> _Task goal_:
Can you rewrite all of the material below with "drop a marker" changed to "put a pin" and everything else left as is? Omit the pictures from your answer.

> _Input material_:

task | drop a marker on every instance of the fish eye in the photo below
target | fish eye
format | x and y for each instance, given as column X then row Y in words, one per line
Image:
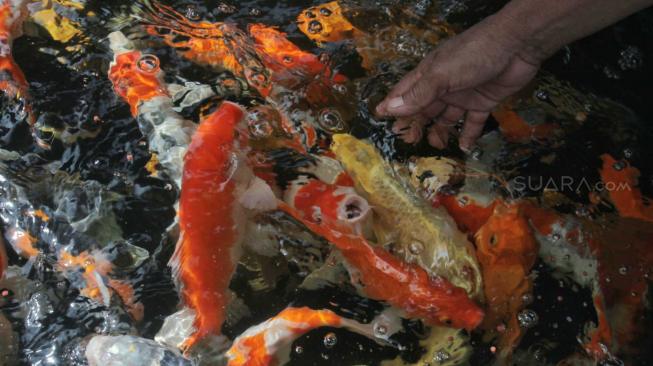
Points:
column 315, row 27
column 331, row 121
column 326, row 12
column 148, row 63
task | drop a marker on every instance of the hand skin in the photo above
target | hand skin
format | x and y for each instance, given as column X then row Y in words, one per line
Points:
column 467, row 76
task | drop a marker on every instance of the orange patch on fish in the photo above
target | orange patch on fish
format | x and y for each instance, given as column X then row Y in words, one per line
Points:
column 203, row 259
column 470, row 216
column 135, row 82
column 22, row 242
column 406, row 286
column 621, row 184
column 258, row 345
column 326, row 23
column 506, row 251
column 515, row 129
column 321, row 202
column 200, row 42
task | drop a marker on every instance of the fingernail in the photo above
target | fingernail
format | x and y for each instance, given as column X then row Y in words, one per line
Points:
column 395, row 103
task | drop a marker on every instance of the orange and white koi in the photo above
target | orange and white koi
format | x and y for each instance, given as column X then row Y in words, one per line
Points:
column 506, row 250
column 216, row 188
column 621, row 180
column 12, row 80
column 321, row 202
column 263, row 344
column 199, row 41
column 405, row 286
column 138, row 79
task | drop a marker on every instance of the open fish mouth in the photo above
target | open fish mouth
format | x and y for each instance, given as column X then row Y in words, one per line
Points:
column 192, row 182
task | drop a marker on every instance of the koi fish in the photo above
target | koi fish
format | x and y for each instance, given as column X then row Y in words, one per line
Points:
column 516, row 129
column 199, row 41
column 326, row 23
column 3, row 258
column 506, row 251
column 216, row 188
column 138, row 79
column 418, row 225
column 621, row 181
column 406, row 286
column 105, row 350
column 321, row 202
column 262, row 345
column 13, row 83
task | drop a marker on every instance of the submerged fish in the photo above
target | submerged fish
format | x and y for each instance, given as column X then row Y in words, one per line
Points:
column 137, row 78
column 269, row 342
column 321, row 202
column 418, row 226
column 506, row 251
column 406, row 286
column 127, row 350
column 621, row 180
column 217, row 187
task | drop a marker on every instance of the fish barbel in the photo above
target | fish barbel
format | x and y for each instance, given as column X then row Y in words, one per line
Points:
column 406, row 286
column 138, row 79
column 419, row 226
column 261, row 345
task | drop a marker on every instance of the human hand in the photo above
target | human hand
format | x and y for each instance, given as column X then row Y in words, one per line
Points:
column 466, row 77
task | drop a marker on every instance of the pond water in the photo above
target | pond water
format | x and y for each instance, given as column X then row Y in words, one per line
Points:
column 89, row 196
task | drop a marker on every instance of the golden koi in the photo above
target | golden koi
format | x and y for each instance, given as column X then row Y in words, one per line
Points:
column 418, row 225
column 407, row 286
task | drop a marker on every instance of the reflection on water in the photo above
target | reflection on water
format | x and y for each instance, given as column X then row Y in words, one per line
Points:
column 554, row 202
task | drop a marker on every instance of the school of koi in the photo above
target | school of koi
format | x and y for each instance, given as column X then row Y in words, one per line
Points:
column 442, row 241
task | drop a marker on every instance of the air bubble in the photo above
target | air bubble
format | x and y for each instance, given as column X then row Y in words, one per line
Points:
column 330, row 340
column 416, row 248
column 315, row 27
column 527, row 318
column 331, row 121
column 326, row 12
column 441, row 357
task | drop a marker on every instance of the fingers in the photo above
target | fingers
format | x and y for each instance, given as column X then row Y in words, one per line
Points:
column 438, row 135
column 410, row 130
column 472, row 129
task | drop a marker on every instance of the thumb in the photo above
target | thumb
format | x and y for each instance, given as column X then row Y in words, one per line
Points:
column 424, row 92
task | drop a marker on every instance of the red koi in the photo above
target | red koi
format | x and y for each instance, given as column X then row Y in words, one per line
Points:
column 209, row 223
column 260, row 345
column 136, row 78
column 506, row 251
column 406, row 286
column 12, row 80
column 621, row 184
column 320, row 202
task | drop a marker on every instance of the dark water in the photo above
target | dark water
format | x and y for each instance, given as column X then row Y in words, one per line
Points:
column 76, row 96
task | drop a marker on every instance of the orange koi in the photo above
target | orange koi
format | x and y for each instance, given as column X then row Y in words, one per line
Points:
column 260, row 345
column 209, row 222
column 319, row 202
column 515, row 129
column 506, row 251
column 136, row 77
column 621, row 183
column 326, row 23
column 406, row 286
column 12, row 80
column 201, row 42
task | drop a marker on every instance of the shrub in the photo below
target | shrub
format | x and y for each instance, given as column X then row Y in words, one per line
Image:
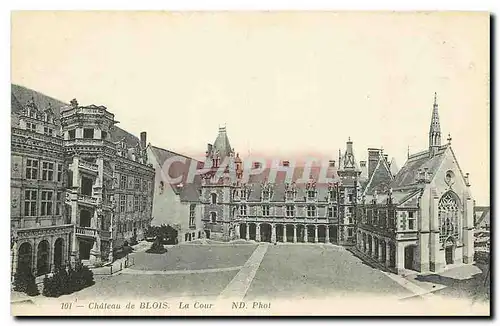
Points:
column 31, row 287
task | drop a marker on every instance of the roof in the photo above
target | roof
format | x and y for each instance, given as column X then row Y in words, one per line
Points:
column 381, row 178
column 20, row 95
column 408, row 173
column 188, row 191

> _Answer in full_:
task | put a pin on every instance of the fish eye in the photo below
target | fish eye
format | x and y for each instance, given as column X then row Y in words, one per line
Image:
Points:
column 315, row 27
column 331, row 121
column 326, row 12
column 148, row 63
task | put a pin on every instance of the hand skin in the photo above
target | hand skin
format | x and y for each instance, given as column X then row Y in words, one per line
Points:
column 467, row 76
task | put a pin on every instance of the orange patch on fish in the photo above
target | orange patch on fish
format | x and y for each instance, given as column X then row Y in words, one per line
Points:
column 203, row 259
column 470, row 216
column 135, row 82
column 22, row 242
column 406, row 286
column 621, row 184
column 258, row 345
column 326, row 23
column 506, row 251
column 515, row 129
column 321, row 202
column 200, row 42
task | put a pin on every instance of the fingernail in the photo above
target | fingernail
format | x and y for each instance, given as column X then row Y in words, one per line
Points:
column 395, row 103
task | put a pin on every instance of the orange and white koi in the photo above
target | orange and white koi
format | x and y for each instance, given as column X then row Y in words, one per line
Points:
column 506, row 250
column 216, row 188
column 621, row 180
column 12, row 80
column 321, row 202
column 263, row 344
column 199, row 41
column 405, row 286
column 138, row 79
task | put a pin on every instance of the open fish mouth in the photo above
target | open fish mouth
format | x and y for each instance, given as column X then row Y in words, one per line
Points:
column 192, row 182
task | put a pin on every instance of the koi fish in the photo above
target | koi fish
format | x and y for each instance, given as column X then row Y in words, one per line
Points:
column 516, row 129
column 199, row 41
column 326, row 23
column 3, row 258
column 506, row 251
column 216, row 188
column 138, row 79
column 418, row 225
column 621, row 181
column 406, row 286
column 105, row 350
column 321, row 202
column 262, row 345
column 13, row 83
task | put a pin on every instance of the submerged fish in the photo above
target | submerged fish
format | x and y for each instance, given as column X then row Y in words, one per line
Points:
column 137, row 78
column 269, row 342
column 321, row 202
column 418, row 226
column 506, row 251
column 406, row 286
column 127, row 350
column 621, row 180
column 217, row 187
task | put a pin on every instance of the fish barbel in the photo above
target | fish barbel
format | x and y for each instance, given as column X then row Y in words, one per line
Points:
column 406, row 286
column 138, row 79
column 419, row 226
column 261, row 345
task | put a pin on every instance of the human hand in the photo above
target | human hand
format | x and y for each instance, given as column X then row Y in words, one per line
Points:
column 466, row 77
task | put a pin on every instance of the pond water in the photo above
target | pond water
format | x and y for each instance, given as column X then row Y in words, one per line
Points:
column 89, row 196
task | put a pin on every instance of the golden koi in the photo above
target | golden koi
format | x and y for each instance, given as column X then row Y in words, one per line
Points:
column 418, row 225
column 407, row 286
task | put a pin on every instance of the reflection on water in the photo above
target | reflection on water
format | x and y for each instance, given as column X then row Y in words, one per line
Points:
column 554, row 202
task | put a pin on every instance of the school of koi in the photo above
target | school of koi
format | x and y for each instance, given as column X then row Y in words, one per line
Points:
column 442, row 241
task | put a pin on every instance of the air bubble in the photo above
target | air bubble
format | x and y for each instance, given as column X then row Y in words, one per line
Points:
column 330, row 340
column 416, row 248
column 315, row 27
column 527, row 318
column 331, row 121
column 326, row 12
column 441, row 357
task | put a pin on every instance of the fingers in the photo above
target | fingers
format | x and y for each instance, given as column X then row Y in words, one per line
Points:
column 438, row 135
column 410, row 130
column 472, row 129
task | put a pin on every instance of the thumb in the photo above
target | thumb
format | x and y for each instance, given as column X then row Y in words, one per line
Points:
column 424, row 92
task | put a pin on every instance of the red koi in the photo above
target | red koi
format | x and y for each instance, given as column X then row Y in words, one per line
Points:
column 209, row 223
column 260, row 345
column 136, row 78
column 506, row 251
column 406, row 286
column 12, row 80
column 621, row 184
column 320, row 202
task | put a pin on every instance of the dark water in the photo above
target | dark water
format | x and y for each instance, given as column X then row Y in words, one per line
Points:
column 76, row 96
task | put a pin on every instance of the orange koi in the photo above
target | orange koi
format | x and y for each instance, given as column X then row Y in words, one per line
Points:
column 260, row 345
column 209, row 222
column 319, row 202
column 515, row 129
column 506, row 251
column 136, row 77
column 621, row 183
column 326, row 23
column 406, row 286
column 12, row 80
column 201, row 42
task | put a pin on every instance of the shrub in the photo below
target | shrub
format | x and y for each instance, given as column X then row Y in words, one per line
Image:
Points:
column 31, row 287
task | put a pin on every instance of the roof in the photo above
target | roof
format | x and y for each instance, given as column X then row Y in words, one per line
Points:
column 381, row 178
column 20, row 95
column 408, row 173
column 188, row 191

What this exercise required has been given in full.